Mögliche Wendung im Fall China WADA prüft neue Verdachtsmomente nach ARD-Recherchen
Zum Auftakt der Olympischen Spiele muss die Welt-Anti-Doping-Agentur mitansehen, wie ihr Umgang mit Dopingverdachtsfällen in China zu einem massiven Vertrauensverlust geführt hat. Nun prüft sie neue Hinweise der ARD.
Kurz nach der feierlichen Eröffnung der Olympischen Spiele nimmt der Fall China mit drei Jahren Verspätung womöglich doch noch einmal Fahrt auf. Die Ermittlungsabteilungen der Welt-Anti-Doping-Agentur (WADA) und der Internationalen Test-Agentur (ITA) haben auf Nachfrage ihnen bislang unbekannte Informationen der ARD-Dopingredaktion zum Fall China eingesehen. Die ITA ist für Dopingkontrollen bei Olympia sowie auch im Weltschwimmverband zuständig.
Dokumente aus dem Umfeld der 23 seit Anfang 2021 dopingverdächtigen chinesischen Schwimmer erschüttern die zu ihrer Entlastung vorgelegte Theorie der Chinesischen Anti-Doping-Agentur (CHINADA) erheblich. Sollte sich die Echtheit dieser Dokumente bestätigen, würde der Druck auf die WADA weiter zunehmen, den von ihr schon ad acta gelegten Fall doch noch einer ernsthaften Untersuchung zu unterziehen.

#### ANGEZEIGTE DATENSÄTZE
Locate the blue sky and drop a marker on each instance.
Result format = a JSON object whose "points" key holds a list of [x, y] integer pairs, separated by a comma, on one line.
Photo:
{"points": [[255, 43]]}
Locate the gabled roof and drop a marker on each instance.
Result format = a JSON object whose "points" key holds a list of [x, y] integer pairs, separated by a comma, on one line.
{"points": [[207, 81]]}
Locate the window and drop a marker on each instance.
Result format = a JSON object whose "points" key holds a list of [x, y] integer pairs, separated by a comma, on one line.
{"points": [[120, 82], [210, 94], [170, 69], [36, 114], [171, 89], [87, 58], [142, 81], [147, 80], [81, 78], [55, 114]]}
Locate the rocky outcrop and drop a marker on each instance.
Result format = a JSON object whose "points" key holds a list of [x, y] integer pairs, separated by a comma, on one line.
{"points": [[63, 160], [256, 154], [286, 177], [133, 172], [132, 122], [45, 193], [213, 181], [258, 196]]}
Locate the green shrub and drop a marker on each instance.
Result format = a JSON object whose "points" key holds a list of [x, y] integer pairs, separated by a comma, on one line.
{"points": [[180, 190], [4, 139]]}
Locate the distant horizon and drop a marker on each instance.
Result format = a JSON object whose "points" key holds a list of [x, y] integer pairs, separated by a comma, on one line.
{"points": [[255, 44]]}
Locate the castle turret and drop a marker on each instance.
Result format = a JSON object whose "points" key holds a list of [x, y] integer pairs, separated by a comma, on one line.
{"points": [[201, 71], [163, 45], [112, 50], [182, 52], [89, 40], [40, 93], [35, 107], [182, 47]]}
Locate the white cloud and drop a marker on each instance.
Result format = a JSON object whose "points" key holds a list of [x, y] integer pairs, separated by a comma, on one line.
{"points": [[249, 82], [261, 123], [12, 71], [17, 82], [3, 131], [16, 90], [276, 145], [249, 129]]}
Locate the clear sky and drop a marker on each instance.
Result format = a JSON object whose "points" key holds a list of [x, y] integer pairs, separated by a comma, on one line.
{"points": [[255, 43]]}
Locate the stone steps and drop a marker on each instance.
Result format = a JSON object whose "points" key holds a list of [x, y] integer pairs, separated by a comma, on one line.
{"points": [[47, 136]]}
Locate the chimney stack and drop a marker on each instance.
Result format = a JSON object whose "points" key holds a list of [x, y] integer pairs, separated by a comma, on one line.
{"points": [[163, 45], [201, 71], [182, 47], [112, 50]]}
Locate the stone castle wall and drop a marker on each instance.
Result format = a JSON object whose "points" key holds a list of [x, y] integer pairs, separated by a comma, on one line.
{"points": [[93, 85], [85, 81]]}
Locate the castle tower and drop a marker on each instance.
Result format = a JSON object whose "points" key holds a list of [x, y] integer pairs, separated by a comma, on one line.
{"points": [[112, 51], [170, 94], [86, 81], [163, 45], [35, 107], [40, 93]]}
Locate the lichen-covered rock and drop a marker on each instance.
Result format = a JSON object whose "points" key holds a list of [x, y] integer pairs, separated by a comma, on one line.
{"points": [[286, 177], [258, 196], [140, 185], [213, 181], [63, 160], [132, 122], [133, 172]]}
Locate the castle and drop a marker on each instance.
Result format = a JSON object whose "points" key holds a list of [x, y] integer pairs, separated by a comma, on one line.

#### GESTELLTE AUFGABE 1
Beantworte anhand des Artikels über den Dopingfall China kurz:
(a) Seit wann stehen die chinesischen Schwimmer unter Dopingverdacht, und wie viele sind es?
(b) Wofür ist die Internationale Test-Agentur zuständig?
(c) Welche Organisation hat die Theorie zur Entlastung der Schwimmer vorgelegt?
#### GESTELLTE AUFGABE 2
Gib den Abschnitt des Artikels über den Dopingfall China, beginnend bei "Dokumente aus dem" und endend bei "Untersuchung zu unterziehen.", noch einmal wieder und benenne dabei "Schwimmer" in "Athleten" um.
#### GESTELLTE AUFGABE 3
Schreibe den Artikel über den Dopingfall China nach seinem letzten Satz weiter.
Die Datensätze werden für die Bearbeitung nicht gebraucht.

#### RICHTIGE LÖSUNG 1
(a) Seit Anfang 2021; es sind 23 Schwimmer.
(b) Für Dopingkontrollen bei Olympia sowie im Weltschwimmverband.
(c) Die Chinesische Anti-Doping-Agentur (CHINADA).

#### RICHTIGE LÖSUNG 2
Dokumente aus dem Umfeld der 23 seit Anfang 2021 dopingverdächtigen chinesischen Athleten erschüttern die zu ihrer Entlastung vorgelegte Theorie der Chinesischen Anti-Doping-Agentur (CHINADA) erheblich. Sollte sich die Echtheit dieser Dokumente bestätigen, würde der Druck auf die WADA weiter zunehmen, den von ihr schon ad acta gelegten Fall doch noch einer ernsthaften Untersuchung zu unterziehen.

#### RICHTIGE LÖSUNG 3
Argument für Freispruch widerlegt?
Die 23 chinesischen Schwimmer, darunter Olympiasieger und Weltmeister, waren im Januar 2021 von der CHINADA positiv auf das im Sport verbotene Herzmittel Trimetazidin getestet worden. Allerdings waren sie nie, nicht einmal vorläufig, gesperrt worden. Stattdessen hatte die CHINADA einen Bericht mit Hilfe einer chinesischen Regierungsbehörde gefertigt, der den Schwimmern bescheinigt, durch das Essen von mit dem Mittel verunreinigten Speisen im gemeinsamen Hotel kontaminiert worden zu sein. Alle Schwimmer wurden klammheimlich freigesprochen. Die WADA segnete den Befund ab. Auch sie hat den Vorgang nie öffentlich gemacht.
In der Doku "Geheimsache Doping: Schmutzige Spiele" hatte die ARD-Dopingredaktion Dokumente präsentiert, die den Erklärungen der chinesischen Verantwortlichen vor allem in einer zentralen Frage widersprechen. Entgegen der offiziellen Darstellung wird beispielsweise in Chat-Nachrichten aus dem Umfeld der chinesischen Athleten behauptet, dass nicht alle 23 Schwimmer im selben Hotel gewohnt hätten. Sollte dies zutreffen, wäre eine Kontamination aller positiv getesteten Schwimmer durch Essen im Restaurant des Hotels praktisch ausgeschlossen und das zentrale Argument für den Freispruch widerlegt.
Drohung von Athleten
Der Vorgang hat den Beginn der Olympischen Spiele erheblich belastet. Unter den Sportlern in Paris ist das Vertrauen in einen zuverlässigen, weltweit einheitlichen Anti-Doping-Kampf im Allgemeinen und in die WADA im Besonderen erheblich beschädigt worden. Auch bei deutschen Schwimmern büßte die WADA massiv an Glaubwürdigkeit ein.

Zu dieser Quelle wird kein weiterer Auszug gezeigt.